This is a question that researchers have been struggling with for decades, as developed nations such as the United States have seen an alarming rise in the number of children diagnosed as autistic.
Now, a new study suggests that this increasing prevalence of autism may, at least in part, be caused by a gradual broadening of the definition of the disorder.
In a re-evaluation of 38 patients ages 15 to 31 who had been diagnosed with developmental language disorder when they were children, eight met the current criteria for autism and five had characteristics of milder autism spectrum disorders, according to Dorothy Bishop, D.Phil., of the University of Oxford, and colleagues.
"It would be rash to conclude that the increasing prevalence of autism is entirely explicable in terms of broadening diagnostic criteria," they said, "but the data reported here illustrate how...changes in diagnostic concepts and clinical awareness have led to diagnostic reassignment from language disorder to autistic disorder."
There are two main hypotheses for the apparent increase in autism in recent years, according to the researchers.
One — the "autism epidemic" hypothesis — is that the prevalence of the disorder is actually increasing. The other — the "diagnostic substitution" hypothesis — is that changes in diagnostic criteria have expanded the number of children labeled as "autistic."

AVAILABLE DATA.
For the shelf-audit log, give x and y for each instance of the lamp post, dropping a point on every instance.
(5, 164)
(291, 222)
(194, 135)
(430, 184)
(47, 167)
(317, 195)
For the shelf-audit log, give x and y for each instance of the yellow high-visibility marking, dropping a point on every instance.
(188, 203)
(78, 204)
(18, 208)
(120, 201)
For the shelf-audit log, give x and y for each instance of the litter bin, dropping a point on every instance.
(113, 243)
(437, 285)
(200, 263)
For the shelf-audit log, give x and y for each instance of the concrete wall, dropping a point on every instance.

WORK TASK 1. In the article on autism diagnosis, what explanation does the "diagnostic substitution" hypothesis give for the apparent increase in autism? Answer in one to three sentences.
WORK TASK 2.
Using the article on autism diagnosis, decide whether each statement agrees with it. Answer yes or no for each, and quote the deciding words.
(a) The patients who were re-evaluated were ages 15 to 31.
(b) The researchers concluded that broadening diagnostic criteria fully explain the rising prevalence of autism.
(c) Eight of the re-evaluated patients had characteristics of milder autism spectrum disorders.
WORK TASK 3. Repeat the article on autism diagnosis word for word from "In a re-evaluation" to "to the researchers.".

REPLY 1. The "diagnostic substitution" hypothesis holds that changes in diagnostic criteria have expanded the number of children labeled as "autistic." It contrasts with the "autism epidemic" hypothesis, which holds that the prevalence of the disorder is actually increasing.

REPLY 2.
(a) Yes: "38 patients ages 15 to 31"
(b) No: "It would be rash to conclude that the increasing prevalence of autism is entirely explicable in terms of broadening diagnostic criteria"
(c) No: "eight met the current criteria for autism and five had characteristics of milder autism spectrum disorders"

REPLY 3.
In a re-evaluation of 38 patients ages 15 to 31 who had been diagnosed with developmental language disorder when they were children, eight met the current criteria for autism and five had characteristics of milder autism spectrum disorders, according to Dorothy Bishop, D.Phil., of the University of Oxford, and colleagues.
"It would be rash to conclude that the increasing prevalence of autism is entirely explicable in terms of broadening diagnostic criteria," they said, "but the data reported here illustrate how...changes in diagnostic concepts and clinical awareness have led to diagnostic reassignment from language disorder to autistic disorder."
There are two main hypotheses for the apparent increase in autism in recent years, according to the researchers.